# EXCERPT TO READ
A. Find your water supply pipe.

Hopefully you already know where the water service pipe comes onto your property, or at least where it enters your house.

Mild Winter Climates:  In milder climate areas there is typically a shut-off valve and or a water meter at the location where the pipe enters the property. From there the pipe generally goes to the house, then surfaces above ground where a house shut-off valve is located, then the pipe turns and runs into the side of the house. Often this location where the pipe enters the house is where the tap for the irrigation system will be made.

Water meter near curb.
Water meter near curb.

Note the “W” etched in the curb in front of the concrete water meter box in the photo above. Often there will be some type of mark on a curb at the location that the water supply pipe to the house runs under it.

Pressure regulator at house entry point.
Pressure regulator at house entry point.

The photo above is of a typical mild-climate water supply line where it enters the house.  This one has a rather unusual model of pressure regulator (the gizmo with the white adjustment knob on top) to reduce the water pressure.  Many houses do not have a pressure regulator.  A ball valve (with a blue handle, the handle is in the “off” position) is on the incoming water supply pipe. The pipe going into the wall is the house supply. The pipe exiting the photo at the lower left goes to a hose bib.

Cold Winter Climates:  In colder climates the water line often enters directly into the basement or crawl space under the house from underground.  This water pipe to the house is often buried very deep to keep it below the frost line. The shut-off valve, and possibly a water meter, are often located in the basement or crawl space to help protect them from freezing.

Water meter in basement.
A pressure regulator & water meter in a basement.

The photo above shows a typical water supply line in a cold-winter climate.  A copper water pipe enters through floor, goes up into a ball valve (yellow handle), then through a pressure regulator, then a remote-reading water meter. You would tap in for the sprinklers after the water meter. The mainline supply size would be measured on the copper pipe coming out of the floor. The water pressure in this case could be measured at any water faucet after the regulator (probably any faucet in the whole house would work). Photo credit and thanks to Ed Pletsch.

What type of pipe is it?

Once you find your supply pipe you need to know what type of pipe or tubing it is.  Keep in mind that there may be more than one type of pipe or tubing used at different locations!  Often copper is used under concrete slabs and then it converts to PEX for other locations.

# EXERCISE DATA
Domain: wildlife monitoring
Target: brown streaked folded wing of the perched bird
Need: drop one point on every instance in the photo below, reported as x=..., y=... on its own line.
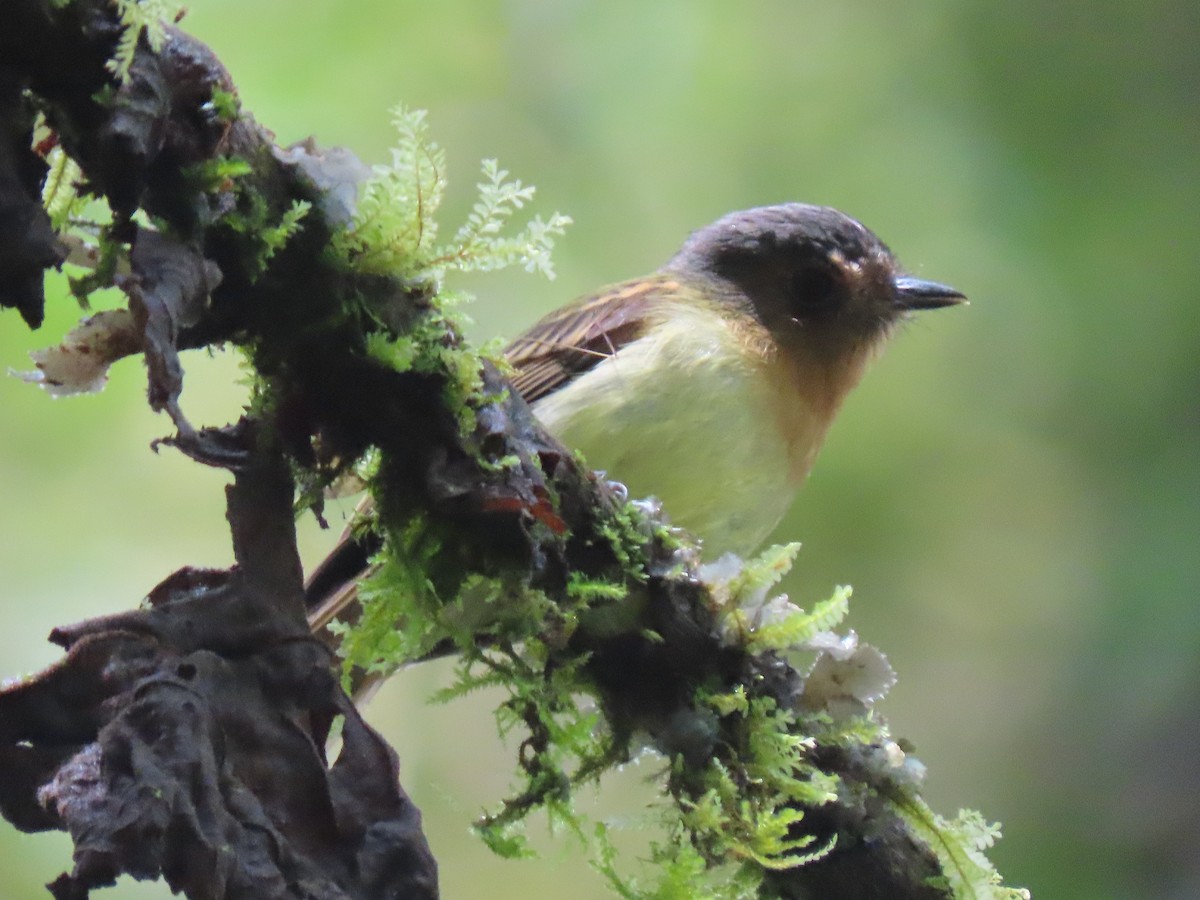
x=579, y=337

# TASKS TO PERFORM
1. Please repeat the part of the water supply pipe excerpt that begins at the words "A. Find your" and ends after the words "runs under it.".
2. Decide whether each statement agrees with the water supply pipe excerpt. Answer yes or no, and quote the deciding words for each.
(a) In colder climates, the shut-off valve may be found in the basement or crawl space.
(b) Every house has a pressure regulator.
(c) In the cold-winter photo, the ball valve has a blue handle.
3. Continue the water supply pipe excerpt, picking up after its final sentence.

# ANSWERS FOR THIS EXERCISE
1.
A. Find your water supply pipe.

Hopefully you already know where the water service pipe comes onto your property, or at least where it enters your house.

Mild Winter Climates:  In milder climate areas there is typically a shut-off valve and or a water meter at the location where the pipe enters the property. From there the pipe generally goes to the house, then surfaces above ground where a house shut-off valve is located, then the pipe turns and runs into the side of the house. Often this location where the pipe enters the house is where the tap for the irrigation system will be made.

Water meter near curb.
Water meter near curb.

Note the “W” etched in the curb in front of the concrete water meter box in the photo above. Often there will be some type of mark on a curb at the location that the water supply pipe to the house runs under it.

2.
(a) Yes: "The shut-off valve, and possibly a water meter, are often located in the basement or crawl space to help protect them from freezing."
(b) No: "Many houses do not have a pressure regulator."
(c) No: "goes up into a ball valve (yellow handle)"

3.
Steel Pipe. Steel pipe comes in two types, black steel (used mostly for gas lines) and galvanized steel (galv. steel) which is used for water pipes. Galvanized steel pipe will be a silver gray color, and a magnet will stick to it. It will have threaded joints. Steel pipe is made in conformance with IPS (iron pipe size) standards.  Galvanized pipe is often found on homes in inland areas, especially on less expensive tract homes.

Brass Pipe. Brass pipe is sometimes used for homes. Like copper it can take on a greenish tint with age. A magnet will not stick to it. It will have threaded joints. Brass pipe is made in made in conformance with IPS (iron pipe size) standards.  Brass is not very common except for short sections of pipe, due to cost.

PVC Pipe. PVC plastic pipe is almost always white or gray, and is more rigid than the other commonly used types of plastic water pipe. Standard PVC pipe is made in conformance with IPS (iron pipe size) standards. It should have the letters “PVC” printed on the pipe. PVC is fairly rigid, and it is not easily scratched with your fingernail. PVC tends to be more commonly used in mild climate areas. Another type of PVC called CPVC is sometimes used inside homes and often is found in older mobile homes. It is similar to regular PVC, but will be labeled “CPVC”. Most often it is a yellowish, gold, or tan color. CPVC in homes is usually made to copper tube sizes (look for “SDR-11” printed on the pipe), but is also sometimes iron pipe size (labeled IPS).  PVC is often used for house supply pipes in mild winter areas.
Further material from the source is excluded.